REQUESTS:
A - For the post on the DC Promise Neighborhood initiative, say whether each statement agrees with the text, answering yes or no and quoting the deciding words: (i) the Kenilworth-Parkside supermarket closed after the 1968 riots; (ii) the Chronicle of Philanthropy piece ran when the program first launched in 2013; (iii) assigning client workers to a set of families has already begun in the DC program.
B - Rewrite the part of the post on the DC Promise Neighborhood initiative that begins at the words "Even though they" and stops after "area of DC.", changing "Kenilworth Market" to "local market".

---- TEXT BLOCK

AP story on DC Promise Neighborhood initiative in Kenilworth-Parkside neighborhood
The Promise Neighborhood initiative is a federal government program, based on the Harlem Children's Zone extending the HCZ focus on social improvement of families and integration of services, targeting economically depressed areas for revitalization. Communities apply for designation, which comes with some federal monies. The presumption is that more monies will be raised locally to complement the federal funds.
There are dozens of these projects across the country.
Even though they have the integrated approach, my sense is that there isn't enough money, and real integration of programs and services at the local level necessary to achieve "the promise" of the approach.
CHARLES DHARAPAK / ASSOCIATED PRESS. Residents walk to the heavily gated and high-priced Kenilworth Market, the closest place to buy groceries after the D.C. neighborhood’s supermarket closed after the 1968 riots.
The Associated Press article "Tackling poverty: Neighborhood tries new tack," ran in the Fredericksburg Free Lance Star and discusses the program in the Kenilworth-Parkside area of DC.
The Chronicle of Philanthropy ran this piece, "Against Tough Odds, a Promise Neighborhood DC Gears Up," when the program first launched in 2011.
The piece mentions that a key element of the program (an idea I've suggested for about 25 years), assigning client workers to a set of families to work with them specifically to reverse their impoverished situations, hasn't started yet, even though the DC iteration is more than 3 years old.
It also discusses how the neighborhood was the site of a Reagan Administration era program focused on privatization of public housing which ended up not working out See the Washington City Paper article circa 1995, "Last Year's Model: Republicans Promised That Kenilworth-Parkside Would Revolutionize Public Housing. They Were Wrong."

--------
---- EXTRACTED RECORDS

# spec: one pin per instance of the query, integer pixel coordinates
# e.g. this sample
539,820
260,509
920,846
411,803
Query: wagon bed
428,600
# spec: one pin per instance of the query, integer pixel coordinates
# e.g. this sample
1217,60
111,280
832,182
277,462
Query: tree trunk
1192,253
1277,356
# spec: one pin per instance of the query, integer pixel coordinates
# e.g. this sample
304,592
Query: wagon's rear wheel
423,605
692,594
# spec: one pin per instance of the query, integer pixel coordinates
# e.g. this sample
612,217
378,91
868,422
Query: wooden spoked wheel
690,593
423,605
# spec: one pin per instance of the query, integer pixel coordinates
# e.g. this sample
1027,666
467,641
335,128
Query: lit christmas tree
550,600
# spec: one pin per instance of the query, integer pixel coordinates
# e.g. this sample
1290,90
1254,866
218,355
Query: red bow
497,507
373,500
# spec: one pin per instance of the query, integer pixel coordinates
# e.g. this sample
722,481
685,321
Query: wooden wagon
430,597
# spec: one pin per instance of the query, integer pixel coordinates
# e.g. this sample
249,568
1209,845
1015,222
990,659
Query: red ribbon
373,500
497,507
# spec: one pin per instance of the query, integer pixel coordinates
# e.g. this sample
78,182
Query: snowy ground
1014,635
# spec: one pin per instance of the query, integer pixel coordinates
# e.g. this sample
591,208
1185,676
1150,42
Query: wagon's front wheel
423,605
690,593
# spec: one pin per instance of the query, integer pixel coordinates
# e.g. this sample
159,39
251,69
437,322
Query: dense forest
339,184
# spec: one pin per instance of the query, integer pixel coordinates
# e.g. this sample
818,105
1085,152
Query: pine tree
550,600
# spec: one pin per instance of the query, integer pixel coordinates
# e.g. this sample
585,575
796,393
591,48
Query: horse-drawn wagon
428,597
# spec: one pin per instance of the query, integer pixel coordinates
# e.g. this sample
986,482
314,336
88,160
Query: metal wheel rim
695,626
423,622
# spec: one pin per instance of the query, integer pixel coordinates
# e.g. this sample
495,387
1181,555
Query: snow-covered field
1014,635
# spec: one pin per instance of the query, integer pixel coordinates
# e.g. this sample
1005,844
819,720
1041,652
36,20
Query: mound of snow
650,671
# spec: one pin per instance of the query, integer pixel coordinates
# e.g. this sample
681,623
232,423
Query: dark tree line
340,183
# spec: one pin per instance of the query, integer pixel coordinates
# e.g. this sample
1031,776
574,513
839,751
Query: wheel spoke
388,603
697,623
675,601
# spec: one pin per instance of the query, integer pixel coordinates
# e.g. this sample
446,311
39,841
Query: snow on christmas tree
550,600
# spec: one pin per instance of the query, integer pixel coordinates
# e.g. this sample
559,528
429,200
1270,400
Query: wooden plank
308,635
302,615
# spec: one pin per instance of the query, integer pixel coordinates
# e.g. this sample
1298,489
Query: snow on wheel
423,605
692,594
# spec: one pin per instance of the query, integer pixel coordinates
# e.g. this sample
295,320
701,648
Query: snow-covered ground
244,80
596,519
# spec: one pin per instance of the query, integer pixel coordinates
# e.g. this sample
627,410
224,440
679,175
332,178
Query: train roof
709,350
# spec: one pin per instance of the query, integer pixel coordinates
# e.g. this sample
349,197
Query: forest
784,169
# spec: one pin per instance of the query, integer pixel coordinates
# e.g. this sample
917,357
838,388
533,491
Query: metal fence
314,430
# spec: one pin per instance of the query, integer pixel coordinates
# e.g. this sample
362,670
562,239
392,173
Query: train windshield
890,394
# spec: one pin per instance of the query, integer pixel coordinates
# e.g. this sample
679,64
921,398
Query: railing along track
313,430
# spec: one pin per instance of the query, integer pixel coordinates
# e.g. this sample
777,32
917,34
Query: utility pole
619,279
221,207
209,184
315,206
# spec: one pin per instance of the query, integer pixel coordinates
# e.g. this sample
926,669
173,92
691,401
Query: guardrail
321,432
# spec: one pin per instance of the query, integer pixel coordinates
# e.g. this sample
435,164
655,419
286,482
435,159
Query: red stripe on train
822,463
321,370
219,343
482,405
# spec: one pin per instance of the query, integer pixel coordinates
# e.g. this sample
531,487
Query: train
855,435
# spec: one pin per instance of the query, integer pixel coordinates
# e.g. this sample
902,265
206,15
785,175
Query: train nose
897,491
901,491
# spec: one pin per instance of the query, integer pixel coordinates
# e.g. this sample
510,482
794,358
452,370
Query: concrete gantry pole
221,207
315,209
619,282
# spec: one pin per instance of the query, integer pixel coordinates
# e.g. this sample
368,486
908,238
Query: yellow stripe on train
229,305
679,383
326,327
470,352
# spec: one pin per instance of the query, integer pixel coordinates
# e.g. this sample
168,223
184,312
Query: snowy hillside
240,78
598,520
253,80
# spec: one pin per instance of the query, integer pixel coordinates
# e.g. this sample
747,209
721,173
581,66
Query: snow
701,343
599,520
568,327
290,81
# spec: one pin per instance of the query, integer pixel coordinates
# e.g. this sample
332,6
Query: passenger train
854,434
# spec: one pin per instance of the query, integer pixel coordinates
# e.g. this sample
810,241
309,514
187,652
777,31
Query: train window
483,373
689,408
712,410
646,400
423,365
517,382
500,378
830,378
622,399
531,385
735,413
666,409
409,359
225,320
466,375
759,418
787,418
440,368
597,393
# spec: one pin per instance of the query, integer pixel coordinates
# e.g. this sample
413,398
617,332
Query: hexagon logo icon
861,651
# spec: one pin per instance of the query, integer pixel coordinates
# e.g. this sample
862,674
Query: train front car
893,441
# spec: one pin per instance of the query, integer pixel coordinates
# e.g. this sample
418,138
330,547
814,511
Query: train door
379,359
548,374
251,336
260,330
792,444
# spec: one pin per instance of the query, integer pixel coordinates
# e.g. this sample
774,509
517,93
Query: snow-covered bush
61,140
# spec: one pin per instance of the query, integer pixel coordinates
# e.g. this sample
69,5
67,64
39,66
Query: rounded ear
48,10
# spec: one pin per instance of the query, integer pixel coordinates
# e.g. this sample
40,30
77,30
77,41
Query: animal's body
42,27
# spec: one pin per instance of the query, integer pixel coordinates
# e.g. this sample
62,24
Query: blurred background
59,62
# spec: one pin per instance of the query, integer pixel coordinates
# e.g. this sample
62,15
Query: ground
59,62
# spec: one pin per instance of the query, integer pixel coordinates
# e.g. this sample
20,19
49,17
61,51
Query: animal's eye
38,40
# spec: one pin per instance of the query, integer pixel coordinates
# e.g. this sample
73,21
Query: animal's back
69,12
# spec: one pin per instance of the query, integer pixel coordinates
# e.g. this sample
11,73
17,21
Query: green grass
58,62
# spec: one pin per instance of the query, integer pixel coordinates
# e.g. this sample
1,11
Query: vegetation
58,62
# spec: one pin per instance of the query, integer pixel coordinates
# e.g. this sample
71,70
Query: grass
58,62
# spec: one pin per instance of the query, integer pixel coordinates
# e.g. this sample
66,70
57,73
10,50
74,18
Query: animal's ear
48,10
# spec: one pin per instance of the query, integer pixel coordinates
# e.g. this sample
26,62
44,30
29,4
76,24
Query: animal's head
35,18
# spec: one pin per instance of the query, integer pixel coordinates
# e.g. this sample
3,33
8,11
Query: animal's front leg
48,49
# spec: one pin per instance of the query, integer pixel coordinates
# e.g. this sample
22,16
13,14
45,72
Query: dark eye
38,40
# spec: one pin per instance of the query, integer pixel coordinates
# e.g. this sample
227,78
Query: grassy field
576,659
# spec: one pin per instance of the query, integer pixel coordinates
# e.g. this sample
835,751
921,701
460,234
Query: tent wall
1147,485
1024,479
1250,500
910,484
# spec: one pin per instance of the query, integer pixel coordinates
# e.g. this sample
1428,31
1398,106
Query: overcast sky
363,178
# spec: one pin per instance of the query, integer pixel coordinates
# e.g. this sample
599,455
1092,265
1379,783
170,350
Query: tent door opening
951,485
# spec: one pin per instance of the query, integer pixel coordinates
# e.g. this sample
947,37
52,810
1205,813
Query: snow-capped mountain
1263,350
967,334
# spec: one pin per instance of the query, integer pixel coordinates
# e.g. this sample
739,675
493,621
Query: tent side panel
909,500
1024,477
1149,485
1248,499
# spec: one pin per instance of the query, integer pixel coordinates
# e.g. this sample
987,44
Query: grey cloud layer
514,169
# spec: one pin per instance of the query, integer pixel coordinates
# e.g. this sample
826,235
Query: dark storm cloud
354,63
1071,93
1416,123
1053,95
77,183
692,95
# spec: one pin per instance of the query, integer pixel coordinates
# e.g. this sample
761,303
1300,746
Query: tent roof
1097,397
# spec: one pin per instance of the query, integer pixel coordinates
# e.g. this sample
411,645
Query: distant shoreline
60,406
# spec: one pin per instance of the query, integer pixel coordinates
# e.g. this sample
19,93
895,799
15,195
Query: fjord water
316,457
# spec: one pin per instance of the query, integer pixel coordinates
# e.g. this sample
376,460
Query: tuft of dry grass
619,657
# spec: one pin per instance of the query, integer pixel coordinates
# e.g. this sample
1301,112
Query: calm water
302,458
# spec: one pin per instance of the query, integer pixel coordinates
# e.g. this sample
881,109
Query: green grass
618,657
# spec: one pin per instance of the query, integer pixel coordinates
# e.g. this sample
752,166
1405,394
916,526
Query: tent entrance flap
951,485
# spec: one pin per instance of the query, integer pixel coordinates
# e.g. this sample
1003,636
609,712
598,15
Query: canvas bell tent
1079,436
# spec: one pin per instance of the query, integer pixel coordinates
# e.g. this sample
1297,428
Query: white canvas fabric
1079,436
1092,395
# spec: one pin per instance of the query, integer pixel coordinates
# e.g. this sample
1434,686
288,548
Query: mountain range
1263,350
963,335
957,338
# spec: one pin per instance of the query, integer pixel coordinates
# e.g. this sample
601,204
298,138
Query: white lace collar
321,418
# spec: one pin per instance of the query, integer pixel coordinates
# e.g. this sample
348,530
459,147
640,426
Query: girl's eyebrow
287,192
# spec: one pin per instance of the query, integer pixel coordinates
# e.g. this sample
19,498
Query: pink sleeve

--------

TASK-BY-TASK ANSWERS:
A -
(i) Yes: "the closest place to buy groceries after the D.C. neighborhood’s supermarket closed after the 1968 riots."
(ii) No: "when the program first launched in 2011."
(iii) No: "hasn't started yet, even though the DC iteration is more than 3 years old."

B -
Even though they have the integrated approach, my sense is that there isn't enough money, and real integration of programs and services at the local level necessary to achieve "the promise" of the approach.
CHARLES DHARAPAK / ASSOCIATED PRESS. Residents walk to the heavily gated and high-priced local market, the closest place to buy groceries after the D.C. neighborhood’s supermarket closed after the 1968 riots.
The Associated Press article "Tackling poverty: Neighborhood tries new tack," ran in the Fredericksburg Free Lance Star and discusses the program in the Kenilworth-Parkside area of DC.